> Work instructions: Rewrite only the lines from the one containing "Could you point out the laptop" down to the last line, keeping the requests. In the answers, multiply every point coordinate by 0.55 and round it to a whole number, with halves rounding up.

> Extracted entries:

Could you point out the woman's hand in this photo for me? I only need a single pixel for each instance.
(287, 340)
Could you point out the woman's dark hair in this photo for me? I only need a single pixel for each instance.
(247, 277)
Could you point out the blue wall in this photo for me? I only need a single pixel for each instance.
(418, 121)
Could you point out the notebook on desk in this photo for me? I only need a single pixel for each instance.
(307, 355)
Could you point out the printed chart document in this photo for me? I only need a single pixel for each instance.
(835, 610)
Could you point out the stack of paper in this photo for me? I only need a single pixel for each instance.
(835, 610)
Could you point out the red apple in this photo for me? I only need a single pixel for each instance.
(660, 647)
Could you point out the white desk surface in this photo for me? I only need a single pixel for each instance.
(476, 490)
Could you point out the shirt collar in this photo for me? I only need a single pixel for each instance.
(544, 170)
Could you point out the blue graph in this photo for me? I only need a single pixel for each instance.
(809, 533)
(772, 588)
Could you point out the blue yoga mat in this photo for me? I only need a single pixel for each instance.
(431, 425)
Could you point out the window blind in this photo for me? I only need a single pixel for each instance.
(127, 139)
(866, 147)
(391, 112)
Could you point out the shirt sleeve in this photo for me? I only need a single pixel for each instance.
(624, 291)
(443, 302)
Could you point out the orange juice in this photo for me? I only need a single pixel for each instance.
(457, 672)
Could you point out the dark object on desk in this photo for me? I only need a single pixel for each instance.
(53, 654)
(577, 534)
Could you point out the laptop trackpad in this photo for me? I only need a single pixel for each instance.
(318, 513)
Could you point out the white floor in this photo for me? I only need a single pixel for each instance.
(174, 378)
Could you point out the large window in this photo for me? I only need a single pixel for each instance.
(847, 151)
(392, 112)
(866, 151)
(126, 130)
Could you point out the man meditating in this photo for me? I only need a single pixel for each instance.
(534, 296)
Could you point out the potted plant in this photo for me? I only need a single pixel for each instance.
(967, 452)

> Expected output:
Could you point out the laptop trackpad in this photo for me? I only need a single pixel for each instance.
(175, 282)
Could you point out the white floor in this photo for me? I only need a single pixel for each instance.
(96, 208)
Could you point out the large window in this photo for me? I only need a single pixel for each instance.
(466, 83)
(216, 62)
(476, 83)
(69, 72)
Could you point out the man meditating in this photo for me? I only need a single pixel for each instance.
(294, 163)
Could you point out the potted plant in this photo for me? I only need a single pixel for each instance.
(532, 249)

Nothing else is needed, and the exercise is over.